* **DESCRIPTION OF THE TASK**:
Copy the records from their start up to and including the line with "400L800 691H946L689 476L708", renaming every "rough mask" to "coarse mask" and keeping all else unchanged.

* **SUPPLIED MATERIAL**:

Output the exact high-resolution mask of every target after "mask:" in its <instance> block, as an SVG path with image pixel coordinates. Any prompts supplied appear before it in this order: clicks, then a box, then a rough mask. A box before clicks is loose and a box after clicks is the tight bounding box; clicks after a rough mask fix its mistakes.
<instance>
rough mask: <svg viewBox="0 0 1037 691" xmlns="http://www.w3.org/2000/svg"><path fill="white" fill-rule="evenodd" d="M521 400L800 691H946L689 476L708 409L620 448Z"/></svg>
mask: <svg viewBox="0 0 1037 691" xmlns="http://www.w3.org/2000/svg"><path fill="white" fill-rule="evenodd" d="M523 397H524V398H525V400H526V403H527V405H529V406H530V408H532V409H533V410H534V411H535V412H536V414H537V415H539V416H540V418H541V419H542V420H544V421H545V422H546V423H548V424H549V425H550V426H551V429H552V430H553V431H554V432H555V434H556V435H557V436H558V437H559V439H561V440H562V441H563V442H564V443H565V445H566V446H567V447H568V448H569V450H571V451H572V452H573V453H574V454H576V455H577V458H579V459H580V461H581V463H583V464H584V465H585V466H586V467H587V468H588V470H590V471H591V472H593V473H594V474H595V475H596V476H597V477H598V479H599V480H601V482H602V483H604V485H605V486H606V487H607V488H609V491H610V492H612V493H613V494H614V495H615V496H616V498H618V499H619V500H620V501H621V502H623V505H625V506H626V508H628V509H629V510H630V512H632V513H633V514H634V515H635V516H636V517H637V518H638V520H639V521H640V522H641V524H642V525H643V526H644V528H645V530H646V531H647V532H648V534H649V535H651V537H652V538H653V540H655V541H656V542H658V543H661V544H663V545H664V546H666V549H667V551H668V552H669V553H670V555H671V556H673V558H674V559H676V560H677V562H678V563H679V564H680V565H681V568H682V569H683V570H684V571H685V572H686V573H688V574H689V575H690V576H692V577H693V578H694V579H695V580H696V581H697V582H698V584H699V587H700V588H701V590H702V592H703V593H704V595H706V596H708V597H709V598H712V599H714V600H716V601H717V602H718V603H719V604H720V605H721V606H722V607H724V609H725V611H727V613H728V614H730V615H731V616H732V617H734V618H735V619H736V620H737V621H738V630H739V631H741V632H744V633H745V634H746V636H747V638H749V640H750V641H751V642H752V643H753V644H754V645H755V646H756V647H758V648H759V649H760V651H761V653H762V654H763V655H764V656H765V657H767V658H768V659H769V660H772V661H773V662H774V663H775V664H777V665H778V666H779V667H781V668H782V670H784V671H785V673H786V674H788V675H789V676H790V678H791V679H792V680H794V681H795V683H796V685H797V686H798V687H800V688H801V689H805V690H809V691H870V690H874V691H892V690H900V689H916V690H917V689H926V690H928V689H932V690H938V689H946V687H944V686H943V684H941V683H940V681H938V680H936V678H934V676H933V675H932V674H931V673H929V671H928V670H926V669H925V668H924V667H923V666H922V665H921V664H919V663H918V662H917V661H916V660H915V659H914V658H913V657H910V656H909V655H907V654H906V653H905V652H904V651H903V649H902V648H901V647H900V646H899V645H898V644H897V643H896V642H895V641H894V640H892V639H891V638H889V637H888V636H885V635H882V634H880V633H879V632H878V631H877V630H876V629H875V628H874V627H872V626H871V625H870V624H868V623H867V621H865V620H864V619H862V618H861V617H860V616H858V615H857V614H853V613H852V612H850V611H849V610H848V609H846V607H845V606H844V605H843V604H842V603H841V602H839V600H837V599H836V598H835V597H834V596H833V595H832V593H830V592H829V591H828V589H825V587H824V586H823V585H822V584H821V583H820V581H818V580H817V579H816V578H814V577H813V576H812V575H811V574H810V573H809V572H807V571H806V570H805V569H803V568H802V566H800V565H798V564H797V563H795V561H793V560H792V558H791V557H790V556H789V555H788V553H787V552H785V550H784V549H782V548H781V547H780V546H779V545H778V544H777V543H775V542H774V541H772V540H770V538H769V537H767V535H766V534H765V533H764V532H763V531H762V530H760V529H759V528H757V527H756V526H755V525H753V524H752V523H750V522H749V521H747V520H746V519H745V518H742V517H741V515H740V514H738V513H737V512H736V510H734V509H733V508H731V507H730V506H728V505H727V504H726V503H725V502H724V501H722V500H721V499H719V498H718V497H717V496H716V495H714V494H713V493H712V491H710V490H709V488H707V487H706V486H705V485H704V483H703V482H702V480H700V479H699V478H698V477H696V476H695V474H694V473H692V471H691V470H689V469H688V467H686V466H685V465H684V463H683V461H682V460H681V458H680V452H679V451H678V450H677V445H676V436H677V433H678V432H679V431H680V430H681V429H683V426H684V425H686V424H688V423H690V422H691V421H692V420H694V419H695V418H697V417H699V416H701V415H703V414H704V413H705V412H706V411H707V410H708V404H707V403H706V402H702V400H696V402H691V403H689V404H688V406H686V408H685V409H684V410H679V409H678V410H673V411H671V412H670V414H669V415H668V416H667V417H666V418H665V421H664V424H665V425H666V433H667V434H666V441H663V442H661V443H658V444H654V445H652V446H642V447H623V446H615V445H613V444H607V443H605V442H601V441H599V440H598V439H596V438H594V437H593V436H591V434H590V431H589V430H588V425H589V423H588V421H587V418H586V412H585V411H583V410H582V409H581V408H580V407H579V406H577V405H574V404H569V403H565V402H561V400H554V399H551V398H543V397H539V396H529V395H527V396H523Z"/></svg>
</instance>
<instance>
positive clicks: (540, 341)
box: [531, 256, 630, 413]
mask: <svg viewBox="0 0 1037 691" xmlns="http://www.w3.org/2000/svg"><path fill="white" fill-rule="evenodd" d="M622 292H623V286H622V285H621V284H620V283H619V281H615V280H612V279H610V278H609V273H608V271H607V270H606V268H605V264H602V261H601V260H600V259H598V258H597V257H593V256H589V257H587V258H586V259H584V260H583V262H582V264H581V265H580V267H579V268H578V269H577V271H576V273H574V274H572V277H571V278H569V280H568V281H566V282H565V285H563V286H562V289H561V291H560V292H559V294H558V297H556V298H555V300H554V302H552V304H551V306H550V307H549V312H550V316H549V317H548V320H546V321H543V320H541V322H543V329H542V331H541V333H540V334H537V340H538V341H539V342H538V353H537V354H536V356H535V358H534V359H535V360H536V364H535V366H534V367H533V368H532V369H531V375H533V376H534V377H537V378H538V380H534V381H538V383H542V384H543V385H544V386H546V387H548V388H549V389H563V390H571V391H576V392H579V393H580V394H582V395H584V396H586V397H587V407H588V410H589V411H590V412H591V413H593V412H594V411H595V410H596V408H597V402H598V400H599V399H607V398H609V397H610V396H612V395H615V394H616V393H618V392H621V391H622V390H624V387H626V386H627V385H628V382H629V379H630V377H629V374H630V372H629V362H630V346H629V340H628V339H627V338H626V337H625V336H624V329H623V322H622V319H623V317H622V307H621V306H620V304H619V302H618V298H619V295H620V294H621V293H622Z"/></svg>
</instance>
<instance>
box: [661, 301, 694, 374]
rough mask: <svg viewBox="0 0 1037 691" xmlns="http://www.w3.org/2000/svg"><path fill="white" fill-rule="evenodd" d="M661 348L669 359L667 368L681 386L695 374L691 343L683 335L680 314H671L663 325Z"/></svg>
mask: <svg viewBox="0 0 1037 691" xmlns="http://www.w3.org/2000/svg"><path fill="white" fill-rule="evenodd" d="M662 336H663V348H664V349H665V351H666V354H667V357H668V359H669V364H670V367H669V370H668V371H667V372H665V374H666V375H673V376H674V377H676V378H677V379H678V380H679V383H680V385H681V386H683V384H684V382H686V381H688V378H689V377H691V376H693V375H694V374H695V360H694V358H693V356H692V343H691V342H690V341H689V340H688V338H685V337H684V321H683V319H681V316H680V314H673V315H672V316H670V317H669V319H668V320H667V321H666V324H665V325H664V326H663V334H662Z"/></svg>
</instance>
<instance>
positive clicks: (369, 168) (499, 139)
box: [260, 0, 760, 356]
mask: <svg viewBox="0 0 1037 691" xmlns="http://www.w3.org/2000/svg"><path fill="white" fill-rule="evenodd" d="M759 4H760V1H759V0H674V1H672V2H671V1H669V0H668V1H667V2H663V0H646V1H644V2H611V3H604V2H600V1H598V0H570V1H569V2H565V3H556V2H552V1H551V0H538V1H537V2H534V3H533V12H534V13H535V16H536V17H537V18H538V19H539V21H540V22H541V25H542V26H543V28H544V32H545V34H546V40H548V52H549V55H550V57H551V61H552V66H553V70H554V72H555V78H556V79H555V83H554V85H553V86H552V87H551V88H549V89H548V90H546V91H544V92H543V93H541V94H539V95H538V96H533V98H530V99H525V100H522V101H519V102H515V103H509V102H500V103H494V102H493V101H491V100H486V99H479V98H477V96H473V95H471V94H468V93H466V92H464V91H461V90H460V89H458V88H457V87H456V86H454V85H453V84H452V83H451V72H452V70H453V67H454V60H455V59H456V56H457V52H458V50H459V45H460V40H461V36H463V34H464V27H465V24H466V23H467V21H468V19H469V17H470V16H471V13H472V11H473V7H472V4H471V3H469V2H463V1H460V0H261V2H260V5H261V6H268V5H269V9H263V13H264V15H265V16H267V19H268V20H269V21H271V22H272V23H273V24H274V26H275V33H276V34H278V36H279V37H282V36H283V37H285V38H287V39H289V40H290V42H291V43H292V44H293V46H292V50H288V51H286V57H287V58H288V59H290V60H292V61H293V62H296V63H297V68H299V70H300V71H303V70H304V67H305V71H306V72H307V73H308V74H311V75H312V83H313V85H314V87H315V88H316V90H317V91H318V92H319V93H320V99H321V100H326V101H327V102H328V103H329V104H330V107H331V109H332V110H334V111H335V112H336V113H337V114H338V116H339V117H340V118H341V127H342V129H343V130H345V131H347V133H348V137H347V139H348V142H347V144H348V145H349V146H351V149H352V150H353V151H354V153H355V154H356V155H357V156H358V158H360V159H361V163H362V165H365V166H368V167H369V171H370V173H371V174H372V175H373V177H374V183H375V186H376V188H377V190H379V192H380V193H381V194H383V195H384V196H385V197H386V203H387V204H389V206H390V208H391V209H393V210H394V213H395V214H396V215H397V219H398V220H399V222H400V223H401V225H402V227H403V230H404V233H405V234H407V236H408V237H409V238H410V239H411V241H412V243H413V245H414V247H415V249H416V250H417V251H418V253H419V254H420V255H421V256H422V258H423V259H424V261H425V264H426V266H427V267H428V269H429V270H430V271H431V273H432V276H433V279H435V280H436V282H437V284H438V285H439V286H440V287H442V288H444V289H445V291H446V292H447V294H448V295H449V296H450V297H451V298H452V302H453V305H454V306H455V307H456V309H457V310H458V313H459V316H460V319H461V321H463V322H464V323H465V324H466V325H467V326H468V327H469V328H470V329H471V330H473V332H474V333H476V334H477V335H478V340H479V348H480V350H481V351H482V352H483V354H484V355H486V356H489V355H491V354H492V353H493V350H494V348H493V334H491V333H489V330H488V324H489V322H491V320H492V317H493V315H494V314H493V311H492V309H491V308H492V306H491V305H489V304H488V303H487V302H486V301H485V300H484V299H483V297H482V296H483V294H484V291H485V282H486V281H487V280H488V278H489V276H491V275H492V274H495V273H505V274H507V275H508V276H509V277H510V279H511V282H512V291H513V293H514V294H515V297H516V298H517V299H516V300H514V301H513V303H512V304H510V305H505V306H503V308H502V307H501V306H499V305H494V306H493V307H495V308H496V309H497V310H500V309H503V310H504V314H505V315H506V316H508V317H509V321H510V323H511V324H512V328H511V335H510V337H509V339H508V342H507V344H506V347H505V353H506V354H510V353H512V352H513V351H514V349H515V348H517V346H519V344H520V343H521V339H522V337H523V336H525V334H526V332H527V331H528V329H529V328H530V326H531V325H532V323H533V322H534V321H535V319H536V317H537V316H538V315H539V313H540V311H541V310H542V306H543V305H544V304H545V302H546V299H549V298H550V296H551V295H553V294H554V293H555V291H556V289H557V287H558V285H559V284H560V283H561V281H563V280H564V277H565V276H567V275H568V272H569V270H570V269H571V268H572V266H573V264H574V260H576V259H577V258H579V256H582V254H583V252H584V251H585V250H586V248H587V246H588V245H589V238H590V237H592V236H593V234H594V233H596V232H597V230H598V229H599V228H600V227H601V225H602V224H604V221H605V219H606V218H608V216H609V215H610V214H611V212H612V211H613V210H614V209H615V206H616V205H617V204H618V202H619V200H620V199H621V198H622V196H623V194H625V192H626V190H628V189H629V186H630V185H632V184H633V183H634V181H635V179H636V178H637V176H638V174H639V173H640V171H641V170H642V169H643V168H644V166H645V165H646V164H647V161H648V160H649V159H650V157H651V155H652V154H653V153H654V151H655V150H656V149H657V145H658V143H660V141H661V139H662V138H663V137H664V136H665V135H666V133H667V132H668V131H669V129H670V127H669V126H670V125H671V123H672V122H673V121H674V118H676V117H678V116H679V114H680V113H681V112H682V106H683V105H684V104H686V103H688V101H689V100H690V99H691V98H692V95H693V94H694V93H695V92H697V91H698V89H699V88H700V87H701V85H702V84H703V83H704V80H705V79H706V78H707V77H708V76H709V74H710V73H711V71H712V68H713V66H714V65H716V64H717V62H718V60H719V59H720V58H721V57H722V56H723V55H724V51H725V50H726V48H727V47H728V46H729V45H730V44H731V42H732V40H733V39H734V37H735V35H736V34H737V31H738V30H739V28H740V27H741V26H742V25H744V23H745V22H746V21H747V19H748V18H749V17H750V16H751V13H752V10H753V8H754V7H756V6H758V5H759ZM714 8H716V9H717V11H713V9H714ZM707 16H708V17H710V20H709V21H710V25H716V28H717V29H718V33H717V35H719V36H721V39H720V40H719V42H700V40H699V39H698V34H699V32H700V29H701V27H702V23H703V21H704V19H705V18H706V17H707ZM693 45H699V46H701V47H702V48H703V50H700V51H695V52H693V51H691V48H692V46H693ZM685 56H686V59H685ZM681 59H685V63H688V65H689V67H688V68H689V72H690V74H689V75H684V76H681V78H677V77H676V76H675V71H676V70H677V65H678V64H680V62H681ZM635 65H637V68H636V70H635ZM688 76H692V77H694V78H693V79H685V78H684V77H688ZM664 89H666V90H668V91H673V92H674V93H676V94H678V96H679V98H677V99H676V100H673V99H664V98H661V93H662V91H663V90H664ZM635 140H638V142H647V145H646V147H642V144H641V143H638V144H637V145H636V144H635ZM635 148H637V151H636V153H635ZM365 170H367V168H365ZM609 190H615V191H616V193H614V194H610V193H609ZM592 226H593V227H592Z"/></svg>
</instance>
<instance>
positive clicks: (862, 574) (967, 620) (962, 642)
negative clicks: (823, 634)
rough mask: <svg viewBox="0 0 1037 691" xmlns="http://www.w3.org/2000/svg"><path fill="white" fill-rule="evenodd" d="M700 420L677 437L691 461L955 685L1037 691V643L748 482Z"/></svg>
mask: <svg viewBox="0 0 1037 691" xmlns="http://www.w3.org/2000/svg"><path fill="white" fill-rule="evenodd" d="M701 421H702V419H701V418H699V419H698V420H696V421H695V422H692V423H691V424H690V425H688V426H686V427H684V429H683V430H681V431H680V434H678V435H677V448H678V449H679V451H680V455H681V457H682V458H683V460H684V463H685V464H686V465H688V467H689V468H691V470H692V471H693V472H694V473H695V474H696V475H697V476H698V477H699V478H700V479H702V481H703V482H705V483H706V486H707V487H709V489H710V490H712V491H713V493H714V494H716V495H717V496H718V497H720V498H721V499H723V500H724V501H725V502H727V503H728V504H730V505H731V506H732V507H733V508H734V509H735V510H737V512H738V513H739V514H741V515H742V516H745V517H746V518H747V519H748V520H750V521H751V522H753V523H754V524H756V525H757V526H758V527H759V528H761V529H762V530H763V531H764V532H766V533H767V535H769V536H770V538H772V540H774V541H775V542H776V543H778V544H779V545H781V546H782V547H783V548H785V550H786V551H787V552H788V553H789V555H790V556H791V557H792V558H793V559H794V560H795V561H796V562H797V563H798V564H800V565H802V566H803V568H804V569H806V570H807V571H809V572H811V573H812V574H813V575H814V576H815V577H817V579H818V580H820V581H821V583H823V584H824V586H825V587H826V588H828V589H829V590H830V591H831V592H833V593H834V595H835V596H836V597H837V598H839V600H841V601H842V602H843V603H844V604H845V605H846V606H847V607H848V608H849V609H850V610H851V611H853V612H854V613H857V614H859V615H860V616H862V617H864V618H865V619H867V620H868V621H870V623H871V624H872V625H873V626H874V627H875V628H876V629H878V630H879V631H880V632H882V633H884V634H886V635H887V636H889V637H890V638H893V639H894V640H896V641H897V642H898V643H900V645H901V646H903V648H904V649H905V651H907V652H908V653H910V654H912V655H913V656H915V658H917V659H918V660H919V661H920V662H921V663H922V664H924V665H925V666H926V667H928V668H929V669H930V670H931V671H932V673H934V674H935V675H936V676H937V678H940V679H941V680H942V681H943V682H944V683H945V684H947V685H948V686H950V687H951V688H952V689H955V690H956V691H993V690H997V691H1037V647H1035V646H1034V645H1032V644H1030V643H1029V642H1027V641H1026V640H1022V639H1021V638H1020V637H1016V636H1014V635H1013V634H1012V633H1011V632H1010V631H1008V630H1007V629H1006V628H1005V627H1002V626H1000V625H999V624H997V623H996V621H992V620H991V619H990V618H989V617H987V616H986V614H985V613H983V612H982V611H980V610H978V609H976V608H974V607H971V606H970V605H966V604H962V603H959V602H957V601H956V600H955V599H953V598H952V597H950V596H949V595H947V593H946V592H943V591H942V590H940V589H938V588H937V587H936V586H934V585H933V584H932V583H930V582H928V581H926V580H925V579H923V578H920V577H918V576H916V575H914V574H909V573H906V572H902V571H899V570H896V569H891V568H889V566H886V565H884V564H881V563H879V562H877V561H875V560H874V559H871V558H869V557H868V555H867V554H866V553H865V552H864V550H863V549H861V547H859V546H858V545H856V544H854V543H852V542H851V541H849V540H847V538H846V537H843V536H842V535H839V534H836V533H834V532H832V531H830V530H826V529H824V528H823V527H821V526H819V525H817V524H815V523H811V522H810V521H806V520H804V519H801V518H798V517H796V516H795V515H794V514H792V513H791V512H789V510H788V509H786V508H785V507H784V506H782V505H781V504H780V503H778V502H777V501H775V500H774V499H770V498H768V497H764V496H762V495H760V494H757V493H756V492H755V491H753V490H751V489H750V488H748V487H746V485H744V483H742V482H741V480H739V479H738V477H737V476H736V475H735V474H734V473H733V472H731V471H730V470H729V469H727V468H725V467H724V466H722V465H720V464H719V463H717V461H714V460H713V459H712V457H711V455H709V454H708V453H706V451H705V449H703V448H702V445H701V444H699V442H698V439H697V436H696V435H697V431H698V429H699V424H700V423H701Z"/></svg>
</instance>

* **COMPLETED EXERCISE**:
Output the exact high-resolution mask of every target after "mask:" in its <instance> block, as an SVG path with image pixel coordinates. Any prompts supplied appear before it in this order: clicks, then a box, then a coarse mask. A box before clicks is loose and a box after clicks is the tight bounding box; clicks after a coarse mask fix its mistakes.
<instance>
coarse mask: <svg viewBox="0 0 1037 691" xmlns="http://www.w3.org/2000/svg"><path fill="white" fill-rule="evenodd" d="M521 400L800 691H946L689 476L708 409L620 448Z"/></svg>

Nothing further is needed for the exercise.